- **GIVEN TEXT**
Bells is being relocated to some more-exposed beach break 200 km. away. the contest should get underway today. Check out http://www.ripcurl.com/ripcurlpro

Some solid waves this past weekend.
Good Friday hooked it with chunky, messy speed-runs. Thanks to Bagel for coming over and getting me pumped before he went to work. First stony session in a while. NIIIIICE!!

Saturday saw some fun ramps and cylinders. One shaved-head guy near me was destroying shit!! I watched him tuck into 5 or 6 stalled-out tubes in about 40 minutes. He also punted a few solid airs. I thought he might be part of the Brigade so i kept my distance but it was highly educational to watch how he faded and then tucked himself back into those little barrels. Right spot at the right time. It was a great lesson to realize that good surfers can and do get plenty-o-barrels on the same waves were i get none, barely even see any. Guy was shredding.

Slates in Sydney (Photo: Andrew Caballero-Reynolds)

Bells struggling

Posted by Ethan at 09:41 AM
March 24, 2005
surfboarding is fun

Morning sun after late-night showers.
Nare a soul seeking waves.
Frumpy chest-high thumpers.
Some glassiness.
Smelly, filthy water.
Pretty shitty.
Steep, pitchy drops.
Surfing as relaxation.
Surfing as an escape.
Surfing for pleasure.
Just surfing.

Thanks to all the good-vibers out there.

Tom Curren video

Amir sent me some amazing photos of jim denevan's beach drawings
cool beach drawing

cool beach drawing

cool beach drawing

cool beach drawing

cool beach drawing

cool beach drawing


Chucho photos from Mexico

Bells contest still on hold

Posted by Ethan at 09:52 AM
March 23, 2005
again stormy and wild

Not much to cheer about in surf-land today. Crazy, tumultuous victory at sea conditions. Fabulous morning to sleep in.

Read a few heavy books recently.

"Roots," by Alex Haley traces the story of an African boy who grows up in a traditional rural village in the Gambia, West Africa. For 300 pages you read about the proud, stoic, beautiful ways of his people, the Mandinkas. Boyhood lessons with his father. Herding goats with his friends. Manhood training with the village elders. Listening to travelling griotes speak from memory of generations and generations of ancestors dating back to ancient Mali. Things are going good for Kunte Kinte until one day in his early teens he goes out searching in the forest for a good tree-limb from which to carve out a drum. Stories of slave-traders and foul-smelling "toubob" (white men) had circulated through the villages for years. Kunta had heard of people being snatched and stolen. But he didn't think it would happen to him. Next thing he knows he's being ambushed and captured by 4 men, three large africans and a white man. He's chained up and dragged for miles back to a slave port. Whipped, branded, shaved and greased, he's then dragged into a cramped and putrid slave boat. The story gruesomely relates the 5 month voyage across the Atlantic. Chained to a row of other stolen Africans. Lying in wooden shelves in the dark, covered in their own shit, vomit and fear. People dying around them. Brought to the surface of the boat once in a while to be sprayed down. Plotting death to all slave-traders. Living in a nightmare. Hallucinating. Stolen. Ripped from life. No knowledge of where they're going. Stories of a huge white devil in some strange land that devoures all Africans. Eventually landing in Annapolis. Sold at a slave auction. Chained and brought back to the plantation. Attempts at escape result in the chopping off of half his foot. Sold to another plantation owner. Revultion at the other slaves for being ignorant of their African Roots. Eventual gut-wrenching acceptance of being "owned." Kunte marries and has a child. Child grows up and eventually tries to help her lover escape to the North. The plan is foiled and Kunte's daughter gets sold to a "po white cracker massa" who rapes and beats her. She eventually bares a mulatto baby to that master. etc. the story goes on through the generations until the birth of Alex Haley himself.

- **THE PROBLEM**
Reproduce the passage of the surf blog between "Saturday saw some" and "soul seeking waves.", inclusive, word for word.

- **DATASET**
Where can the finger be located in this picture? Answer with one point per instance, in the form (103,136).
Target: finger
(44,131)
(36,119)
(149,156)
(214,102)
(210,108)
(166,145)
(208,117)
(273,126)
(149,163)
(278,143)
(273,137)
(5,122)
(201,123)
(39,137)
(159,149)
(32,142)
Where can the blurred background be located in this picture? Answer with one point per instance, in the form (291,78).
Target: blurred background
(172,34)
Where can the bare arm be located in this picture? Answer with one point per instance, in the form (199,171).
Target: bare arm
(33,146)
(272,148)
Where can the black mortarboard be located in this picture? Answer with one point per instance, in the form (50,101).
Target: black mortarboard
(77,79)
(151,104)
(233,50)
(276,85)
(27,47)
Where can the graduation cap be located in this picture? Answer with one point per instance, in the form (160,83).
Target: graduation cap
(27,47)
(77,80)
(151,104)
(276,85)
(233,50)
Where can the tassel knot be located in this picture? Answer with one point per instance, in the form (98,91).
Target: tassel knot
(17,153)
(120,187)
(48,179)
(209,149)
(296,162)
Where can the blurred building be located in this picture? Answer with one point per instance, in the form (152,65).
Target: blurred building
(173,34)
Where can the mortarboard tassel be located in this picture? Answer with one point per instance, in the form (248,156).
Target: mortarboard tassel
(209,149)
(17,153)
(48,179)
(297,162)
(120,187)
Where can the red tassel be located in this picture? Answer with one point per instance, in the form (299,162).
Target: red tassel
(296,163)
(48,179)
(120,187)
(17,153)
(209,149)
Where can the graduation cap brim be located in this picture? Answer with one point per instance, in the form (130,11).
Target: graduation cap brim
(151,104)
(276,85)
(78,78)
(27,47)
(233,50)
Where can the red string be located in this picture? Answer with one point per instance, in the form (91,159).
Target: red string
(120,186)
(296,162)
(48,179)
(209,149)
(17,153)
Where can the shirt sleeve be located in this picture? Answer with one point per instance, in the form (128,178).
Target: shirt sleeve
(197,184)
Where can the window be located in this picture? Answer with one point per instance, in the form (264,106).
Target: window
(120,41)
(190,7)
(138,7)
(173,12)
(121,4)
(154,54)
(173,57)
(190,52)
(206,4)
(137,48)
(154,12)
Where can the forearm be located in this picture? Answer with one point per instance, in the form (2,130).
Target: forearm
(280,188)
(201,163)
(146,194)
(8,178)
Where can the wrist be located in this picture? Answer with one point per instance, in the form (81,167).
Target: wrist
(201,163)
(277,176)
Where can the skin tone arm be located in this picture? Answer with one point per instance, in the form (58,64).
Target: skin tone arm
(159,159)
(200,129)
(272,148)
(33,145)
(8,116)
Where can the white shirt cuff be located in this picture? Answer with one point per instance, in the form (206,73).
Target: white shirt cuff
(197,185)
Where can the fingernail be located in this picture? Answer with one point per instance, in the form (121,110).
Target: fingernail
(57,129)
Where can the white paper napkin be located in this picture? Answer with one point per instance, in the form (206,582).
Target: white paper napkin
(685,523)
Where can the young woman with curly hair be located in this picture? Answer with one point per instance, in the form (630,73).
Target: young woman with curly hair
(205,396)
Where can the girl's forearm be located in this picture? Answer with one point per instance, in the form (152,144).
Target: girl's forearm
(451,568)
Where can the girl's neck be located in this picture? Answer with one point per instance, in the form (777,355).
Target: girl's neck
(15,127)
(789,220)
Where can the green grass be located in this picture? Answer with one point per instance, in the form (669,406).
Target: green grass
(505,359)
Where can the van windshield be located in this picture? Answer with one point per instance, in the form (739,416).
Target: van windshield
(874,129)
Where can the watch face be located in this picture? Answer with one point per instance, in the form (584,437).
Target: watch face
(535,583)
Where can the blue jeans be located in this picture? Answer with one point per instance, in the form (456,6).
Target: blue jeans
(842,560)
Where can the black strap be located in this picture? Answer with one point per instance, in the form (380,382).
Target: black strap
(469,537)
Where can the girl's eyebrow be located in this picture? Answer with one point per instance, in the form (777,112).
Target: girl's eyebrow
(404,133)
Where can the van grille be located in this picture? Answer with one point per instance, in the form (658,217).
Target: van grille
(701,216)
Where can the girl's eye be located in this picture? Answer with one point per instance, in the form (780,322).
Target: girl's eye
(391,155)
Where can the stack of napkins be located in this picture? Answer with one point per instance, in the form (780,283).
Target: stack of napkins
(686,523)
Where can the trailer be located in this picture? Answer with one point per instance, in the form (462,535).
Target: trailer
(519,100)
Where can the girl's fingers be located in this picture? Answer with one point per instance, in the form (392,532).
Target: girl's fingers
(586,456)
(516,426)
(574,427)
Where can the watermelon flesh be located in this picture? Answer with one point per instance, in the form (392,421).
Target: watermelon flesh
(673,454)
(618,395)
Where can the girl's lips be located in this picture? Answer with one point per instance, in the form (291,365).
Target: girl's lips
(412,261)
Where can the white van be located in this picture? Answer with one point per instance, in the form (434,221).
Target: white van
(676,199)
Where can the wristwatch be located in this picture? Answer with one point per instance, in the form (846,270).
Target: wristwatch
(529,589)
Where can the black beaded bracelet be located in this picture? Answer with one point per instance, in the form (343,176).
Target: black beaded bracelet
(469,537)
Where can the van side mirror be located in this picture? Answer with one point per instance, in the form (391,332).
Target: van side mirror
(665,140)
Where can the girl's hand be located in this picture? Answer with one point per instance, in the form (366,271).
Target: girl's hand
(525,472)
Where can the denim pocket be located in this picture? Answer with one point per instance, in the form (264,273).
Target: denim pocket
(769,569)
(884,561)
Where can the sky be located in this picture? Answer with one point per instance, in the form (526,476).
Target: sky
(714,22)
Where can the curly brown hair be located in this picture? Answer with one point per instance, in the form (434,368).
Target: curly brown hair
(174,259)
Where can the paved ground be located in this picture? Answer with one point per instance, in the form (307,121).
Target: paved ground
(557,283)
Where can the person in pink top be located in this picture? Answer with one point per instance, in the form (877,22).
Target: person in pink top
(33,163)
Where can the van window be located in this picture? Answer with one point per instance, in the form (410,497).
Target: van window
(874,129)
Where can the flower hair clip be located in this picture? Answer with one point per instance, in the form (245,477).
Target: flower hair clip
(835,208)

- **COMPLETE ANSWER**
Saturday saw some fun ramps and cylinders. One shaved-head guy near me was destroying shit!! I watched him tuck into 5 or 6 stalled-out tubes in about 40 minutes. He also punted a few solid airs. I thought he might be part of the Brigade so i kept my distance but it was highly educational to watch how he faded and then tucked himself back into those little barrels. Right spot at the right time. It was a great lesson to realize that good surfers can and do get plenty-o-barrels on the same waves were i get none, barely even see any. Guy was shredding.

Slates in Sydney (Photo: Andrew Caballero-Reynolds)

Bells struggling

Posted by Ethan at 09:41 AM
March 24, 2005
surfboarding is fun

Morning sun after late-night showers.
Nare a soul seeking waves.